Travail à faire ::
A: Résumez en deux phrases le texte sur le désir de posséder des inédits.
B: Donnez la suite du texte sur le désir de posséder des inédits, à partir de sa dernière phrase.

Passage cité ::
Ici est la possession du titre – la vraie : le désir ardent de possession littéraire. Coûte que coûte vouloir posséder un inédit d’un artiste qu’on adore. Qui oserait prétendre qu’il n’a jamais ressenti cela ? Je pense à Brel, à ce coffret polémique sorti il y a quelques années qui exhumait des chansons inédites que l’auteur ne voulait pas voir publiées… colossal succès de ventes si l’on considère le prix de l’objet. Et Kafka ? Aurait-il réellement souhaité voir publié son journal, texte plus intime encore que ne le laisse supposer la désignation, dans lequel l’immense auteur oscille sans cesse entre désespoir et auto flagellation ? Et pourtant voilà : je possède ces deux objets. Nous sommes nombreux dans ce cas. Je sais que c’est moralement immonde, et pourtant ça ne m’a pas empêché de les acheter et de les savourer – quand bien même ce fût pour les critiquer au final.

Telle est précisément la problématique de Roland dans « Possession » (à ceci près toutefois que lui ne semble pas penser une seule seconde que sa quête repose sur une idée fondamentalement répréhensible). Jusqu’où l’amour de la poésie peut-il emmener, et jusqu’où peut-on violer l’intimité des gens sous couvert de vérité historique ? Posant subtilement la question de la démarcation entre la vie de l’artiste et son œuvre, A.S. Byatt renvoie dos à dos les biographes de tout crin : oui, semble t’elle dire, dans toute quête biographique il y a une dimension charognarde.

Entrées de données collectées ::
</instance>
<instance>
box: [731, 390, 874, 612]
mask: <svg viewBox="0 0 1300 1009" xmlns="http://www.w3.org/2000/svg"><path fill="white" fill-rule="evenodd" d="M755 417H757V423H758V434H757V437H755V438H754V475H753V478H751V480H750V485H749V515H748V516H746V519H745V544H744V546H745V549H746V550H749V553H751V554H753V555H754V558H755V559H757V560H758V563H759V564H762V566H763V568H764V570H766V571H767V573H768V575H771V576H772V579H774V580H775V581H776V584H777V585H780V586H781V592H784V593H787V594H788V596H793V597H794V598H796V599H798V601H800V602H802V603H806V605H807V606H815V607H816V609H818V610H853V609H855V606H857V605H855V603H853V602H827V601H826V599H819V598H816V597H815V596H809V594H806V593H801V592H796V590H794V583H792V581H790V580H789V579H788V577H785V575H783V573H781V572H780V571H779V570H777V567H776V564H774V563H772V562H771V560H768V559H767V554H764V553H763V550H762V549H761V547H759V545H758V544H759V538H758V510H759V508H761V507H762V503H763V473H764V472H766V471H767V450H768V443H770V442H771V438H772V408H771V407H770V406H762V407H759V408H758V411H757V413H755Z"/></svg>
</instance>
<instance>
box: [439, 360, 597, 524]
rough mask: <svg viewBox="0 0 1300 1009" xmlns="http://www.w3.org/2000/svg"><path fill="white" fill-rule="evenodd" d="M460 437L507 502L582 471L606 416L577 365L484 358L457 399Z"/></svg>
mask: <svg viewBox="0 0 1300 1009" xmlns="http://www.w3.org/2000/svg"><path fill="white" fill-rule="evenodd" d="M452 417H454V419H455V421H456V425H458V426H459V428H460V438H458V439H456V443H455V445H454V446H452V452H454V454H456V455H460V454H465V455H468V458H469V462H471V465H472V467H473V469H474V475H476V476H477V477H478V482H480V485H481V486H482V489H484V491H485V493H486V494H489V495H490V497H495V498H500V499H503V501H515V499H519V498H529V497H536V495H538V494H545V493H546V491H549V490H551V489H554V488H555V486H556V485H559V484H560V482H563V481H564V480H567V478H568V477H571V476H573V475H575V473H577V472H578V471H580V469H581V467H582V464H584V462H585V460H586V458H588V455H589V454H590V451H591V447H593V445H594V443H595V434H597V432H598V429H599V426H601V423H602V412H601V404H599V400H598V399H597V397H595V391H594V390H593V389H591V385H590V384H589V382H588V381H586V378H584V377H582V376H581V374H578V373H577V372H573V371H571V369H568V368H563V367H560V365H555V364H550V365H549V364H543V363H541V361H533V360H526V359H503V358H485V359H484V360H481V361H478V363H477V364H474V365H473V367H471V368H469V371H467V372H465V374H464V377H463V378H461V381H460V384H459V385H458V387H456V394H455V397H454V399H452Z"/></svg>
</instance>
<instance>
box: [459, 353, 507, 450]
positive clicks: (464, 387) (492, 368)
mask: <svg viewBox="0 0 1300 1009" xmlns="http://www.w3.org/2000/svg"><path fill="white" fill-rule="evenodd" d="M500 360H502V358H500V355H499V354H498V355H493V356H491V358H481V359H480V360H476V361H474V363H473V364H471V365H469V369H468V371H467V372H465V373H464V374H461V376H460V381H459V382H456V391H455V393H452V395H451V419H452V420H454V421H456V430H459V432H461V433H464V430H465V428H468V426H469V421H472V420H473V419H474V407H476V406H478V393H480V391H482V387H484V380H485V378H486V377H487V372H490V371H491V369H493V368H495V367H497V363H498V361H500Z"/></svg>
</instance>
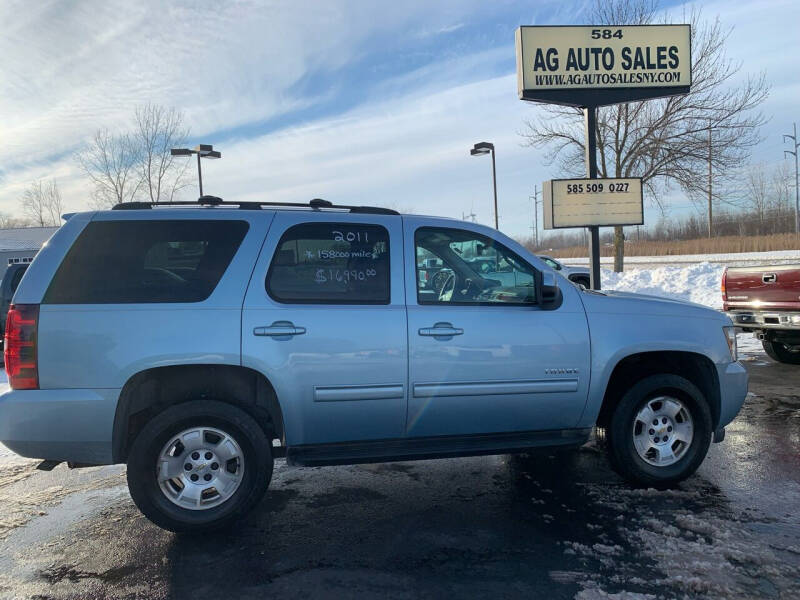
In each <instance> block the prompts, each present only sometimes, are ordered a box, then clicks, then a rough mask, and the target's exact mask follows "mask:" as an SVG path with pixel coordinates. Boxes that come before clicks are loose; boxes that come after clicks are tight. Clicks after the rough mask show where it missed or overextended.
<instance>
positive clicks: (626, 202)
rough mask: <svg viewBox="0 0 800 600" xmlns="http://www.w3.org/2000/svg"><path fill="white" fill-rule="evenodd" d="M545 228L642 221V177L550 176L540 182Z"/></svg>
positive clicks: (551, 228) (638, 222)
mask: <svg viewBox="0 0 800 600" xmlns="http://www.w3.org/2000/svg"><path fill="white" fill-rule="evenodd" d="M542 192H543V194H542V198H543V202H542V211H543V213H544V228H545V229H563V228H567V227H588V226H590V225H598V226H600V227H611V226H615V225H642V224H644V204H643V201H642V198H643V196H642V180H641V179H640V178H638V177H634V178H629V179H552V180H550V181H545V182H544V183H543V184H542Z"/></svg>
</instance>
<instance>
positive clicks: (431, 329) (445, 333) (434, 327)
mask: <svg viewBox="0 0 800 600" xmlns="http://www.w3.org/2000/svg"><path fill="white" fill-rule="evenodd" d="M463 333H464V330H463V329H461V328H460V327H453V325H452V324H451V323H436V325H434V326H433V327H423V328H422V329H420V330H419V334H420V335H425V336H429V337H452V336H454V335H462V334H463Z"/></svg>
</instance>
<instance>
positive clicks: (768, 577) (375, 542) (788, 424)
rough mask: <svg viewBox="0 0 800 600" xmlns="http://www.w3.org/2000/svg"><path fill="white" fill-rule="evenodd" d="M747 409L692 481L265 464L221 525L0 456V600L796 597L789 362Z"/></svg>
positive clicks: (606, 474) (575, 474)
mask: <svg viewBox="0 0 800 600" xmlns="http://www.w3.org/2000/svg"><path fill="white" fill-rule="evenodd" d="M745 365H746V366H747V368H748V370H749V372H750V375H751V388H750V389H751V396H750V397H749V398H748V401H747V403H746V405H745V408H744V409H743V411H742V413H741V414H740V416H739V417H738V418H737V419H736V420H735V421H734V422H733V423H732V424H731V425H730V426H729V427H728V429H727V439H726V440H725V442H723V443H722V444H715V445H712V447H711V450H710V452H709V456H708V458H707V459H706V461H705V463H704V464H703V466H702V467H701V468H700V470H699V472H698V474H697V475H695V476H694V477H692V478H691V479H690V480H688V481H687V482H685V483H684V484H682V485H681V486H680V487H679V488H677V489H675V490H669V491H661V492H659V491H656V490H647V489H634V488H632V487H630V486H629V485H627V484H625V483H624V482H622V481H621V480H620V479H619V478H618V477H617V476H616V475H615V474H614V473H613V472H611V471H610V469H609V468H608V466H607V463H606V460H605V456H604V454H603V453H602V451H601V449H600V445H601V442H595V443H593V444H590V445H588V446H586V447H584V448H582V449H581V450H580V451H573V452H567V453H563V454H547V453H543V454H534V455H530V456H499V457H480V458H465V459H449V460H435V461H420V462H407V463H388V464H381V465H362V466H346V467H324V468H306V469H300V468H289V467H287V466H286V465H285V463H284V462H283V461H279V462H278V463H277V465H276V472H275V476H274V478H273V482H272V485H271V487H270V491H269V492H268V494H267V496H266V498H265V500H264V501H263V503H262V504H261V505H260V506H259V507H258V509H257V510H256V511H255V512H254V513H253V514H252V515H251V516H249V517H248V518H247V519H246V520H245V521H243V522H242V523H241V525H239V526H238V527H237V528H236V529H235V530H231V531H228V532H225V533H223V534H215V535H204V536H201V537H193V536H177V535H174V534H172V533H168V532H165V531H162V530H160V529H158V528H156V527H155V526H154V525H152V524H150V523H149V522H148V521H147V520H145V519H144V517H142V516H141V515H140V514H139V513H138V511H137V510H136V508H135V507H134V505H133V503H132V502H131V500H130V498H129V496H128V494H127V489H126V487H125V478H124V468H123V467H119V466H114V467H96V468H90V469H79V470H74V471H70V470H68V469H67V468H66V467H65V466H64V465H60V466H58V467H57V468H56V469H55V470H54V471H52V472H50V473H44V472H39V471H35V470H34V469H33V467H34V465H35V462H34V461H29V460H25V459H20V458H16V457H8V456H6V457H4V458H2V462H0V548H2V551H0V598H36V599H46V598H53V599H66V598H82V599H83V598H185V597H192V598H195V599H200V598H270V597H280V598H286V599H290V598H308V597H336V598H340V597H341V598H359V599H364V598H373V597H375V598H442V597H492V598H518V597H526V598H531V597H534V598H537V597H543V598H548V600H555V599H558V598H579V599H588V598H606V597H610V598H616V599H618V600H631V599H637V598H682V597H690V598H694V597H701V598H800V385H798V384H800V367H790V366H784V365H779V364H777V363H774V362H772V361H770V360H769V359H767V358H765V357H764V356H763V355H762V354H754V355H753V356H749V357H747V359H746V360H745Z"/></svg>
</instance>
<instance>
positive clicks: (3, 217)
mask: <svg viewBox="0 0 800 600" xmlns="http://www.w3.org/2000/svg"><path fill="white" fill-rule="evenodd" d="M32 225H33V221H31V220H30V219H29V218H28V217H12V216H11V215H7V214H5V213H0V229H17V228H19V227H31V226H32Z"/></svg>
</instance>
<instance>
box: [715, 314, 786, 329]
mask: <svg viewBox="0 0 800 600" xmlns="http://www.w3.org/2000/svg"><path fill="white" fill-rule="evenodd" d="M725 314H727V315H728V316H729V317H730V318H731V321H733V324H734V325H736V326H737V327H741V328H742V329H783V330H794V331H798V332H800V312H789V311H774V310H772V311H770V310H729V311H728V312H726V313H725Z"/></svg>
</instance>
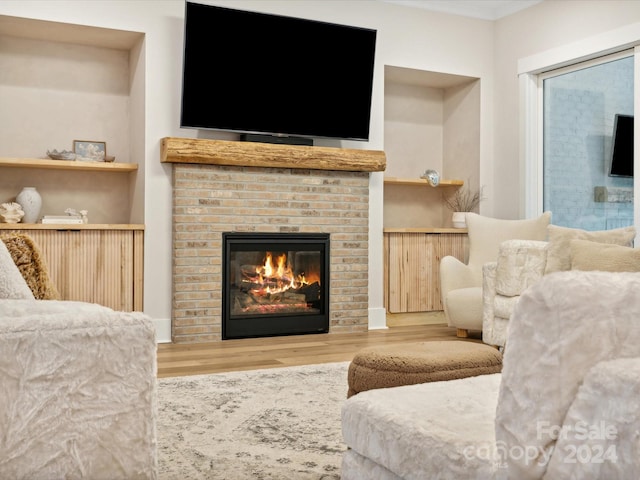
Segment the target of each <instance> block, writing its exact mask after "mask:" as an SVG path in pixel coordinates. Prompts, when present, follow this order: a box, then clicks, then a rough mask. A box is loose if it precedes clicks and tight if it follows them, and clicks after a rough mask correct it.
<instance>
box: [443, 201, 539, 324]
mask: <svg viewBox="0 0 640 480" xmlns="http://www.w3.org/2000/svg"><path fill="white" fill-rule="evenodd" d="M466 221H467V230H468V236H469V259H468V262H467V263H464V262H461V261H460V260H458V259H457V258H455V257H453V256H446V257H443V258H442V260H441V261H440V288H441V295H442V305H443V307H444V313H445V316H446V319H447V323H448V324H449V326H450V327H456V329H457V336H458V337H466V336H467V335H468V332H469V331H470V330H477V331H480V330H482V316H483V311H482V309H483V304H482V266H483V265H484V264H485V263H487V262H495V261H496V259H497V258H498V247H499V246H500V244H501V243H502V242H504V241H505V240H509V239H522V240H539V241H542V240H546V237H547V226H548V225H549V223H550V221H551V213H550V212H545V213H543V214H542V215H540V216H539V217H537V218H533V219H526V220H504V219H498V218H491V217H485V216H482V215H478V214H476V213H467V214H466Z"/></svg>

Corrigés des exercices ::
A: Le texte part d'un aveu : comme beaucoup d'autres, la personne qui écrit possède le coffret de chansons inédites de Brel et le journal de Kafka, tout en jugeant moralement immonde de les avoir achetés. Ce désir est rapproché de la quête de Roland dans « Possession », où A.S. Byatt pose la question de la limite entre la vie de l'artiste et son œuvre et suggère que toute quête biographique comporte une dimension charognarde.

B:
On comprend donc bien l’argument (et donc le titre – coucou le monsieur avec son analyse foireuse !)… sauf qu’hélas, je ne suis généralement pas passionné par la biographie des artistes. En fait je la connais généralement assez peu (sauf à l'avoir étudiée quand j’étais à la fac). Autant je comprends fort bien l’attrait pour l’aspect texte inédit, autant celui pour l’aspect éléments biographiques ne me parle pas du tout… du coup, mon appréciation du questionnement était forcément incomplète.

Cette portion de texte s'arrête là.